• Your instructions:
Once the line containing "Can you see the guatemalan" is found, set down that line and each one after it exactly, through the end of the entries.

• Data records:
■ ■ ■ ■ ■
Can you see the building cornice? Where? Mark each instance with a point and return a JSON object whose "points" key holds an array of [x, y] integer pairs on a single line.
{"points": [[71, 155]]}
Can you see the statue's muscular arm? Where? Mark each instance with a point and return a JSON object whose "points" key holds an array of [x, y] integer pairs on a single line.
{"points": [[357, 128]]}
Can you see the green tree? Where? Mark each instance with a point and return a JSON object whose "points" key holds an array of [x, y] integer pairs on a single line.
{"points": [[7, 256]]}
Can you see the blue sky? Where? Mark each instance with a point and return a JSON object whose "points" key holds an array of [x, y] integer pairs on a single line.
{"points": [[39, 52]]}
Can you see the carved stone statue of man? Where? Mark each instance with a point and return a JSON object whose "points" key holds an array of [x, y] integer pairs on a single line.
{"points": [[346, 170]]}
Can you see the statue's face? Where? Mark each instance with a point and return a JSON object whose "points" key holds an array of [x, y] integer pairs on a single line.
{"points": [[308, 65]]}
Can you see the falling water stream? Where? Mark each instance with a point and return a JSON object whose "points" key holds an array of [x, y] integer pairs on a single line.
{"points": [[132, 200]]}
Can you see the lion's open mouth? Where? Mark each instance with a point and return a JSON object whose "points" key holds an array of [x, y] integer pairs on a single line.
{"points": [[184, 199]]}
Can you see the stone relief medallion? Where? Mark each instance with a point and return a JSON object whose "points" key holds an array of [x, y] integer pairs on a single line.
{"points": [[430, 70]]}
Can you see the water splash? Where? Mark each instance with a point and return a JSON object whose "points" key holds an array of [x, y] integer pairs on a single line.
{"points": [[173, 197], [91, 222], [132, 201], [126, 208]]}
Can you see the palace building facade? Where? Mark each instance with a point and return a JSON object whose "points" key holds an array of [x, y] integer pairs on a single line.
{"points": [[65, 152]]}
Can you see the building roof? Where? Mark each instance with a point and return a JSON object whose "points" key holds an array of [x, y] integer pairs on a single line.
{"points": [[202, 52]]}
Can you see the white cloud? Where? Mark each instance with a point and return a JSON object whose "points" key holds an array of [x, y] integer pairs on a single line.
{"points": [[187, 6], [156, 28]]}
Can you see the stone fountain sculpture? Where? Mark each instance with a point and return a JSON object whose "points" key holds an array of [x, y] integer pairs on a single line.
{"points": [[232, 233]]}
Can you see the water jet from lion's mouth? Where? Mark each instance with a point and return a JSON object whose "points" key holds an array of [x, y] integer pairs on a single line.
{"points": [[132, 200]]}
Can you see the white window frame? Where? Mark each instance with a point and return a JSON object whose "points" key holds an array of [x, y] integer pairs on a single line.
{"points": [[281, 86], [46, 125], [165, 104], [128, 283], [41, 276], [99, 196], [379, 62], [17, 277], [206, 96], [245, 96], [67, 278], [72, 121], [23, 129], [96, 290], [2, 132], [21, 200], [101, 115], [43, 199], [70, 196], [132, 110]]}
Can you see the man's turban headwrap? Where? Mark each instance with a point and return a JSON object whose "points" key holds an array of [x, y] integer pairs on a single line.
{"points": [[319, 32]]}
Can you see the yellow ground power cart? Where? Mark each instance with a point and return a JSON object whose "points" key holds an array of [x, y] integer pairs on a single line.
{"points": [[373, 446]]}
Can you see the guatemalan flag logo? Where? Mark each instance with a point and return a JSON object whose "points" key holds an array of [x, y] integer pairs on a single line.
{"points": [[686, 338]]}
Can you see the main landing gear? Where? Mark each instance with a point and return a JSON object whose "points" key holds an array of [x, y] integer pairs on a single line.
■ ■ ■ ■ ■
• Completed task:
Can you see the guatemalan flag logo? Where? Mark each instance with a point and return a JSON object whose "points" key holds an array of [x, y] integer pairs on a single line.
{"points": [[686, 338]]}
Can you see the main landing gear? Where? Mark each instance with a point and return a JSON object whose "points" key holds an array of [x, y] integer pairs on a single line.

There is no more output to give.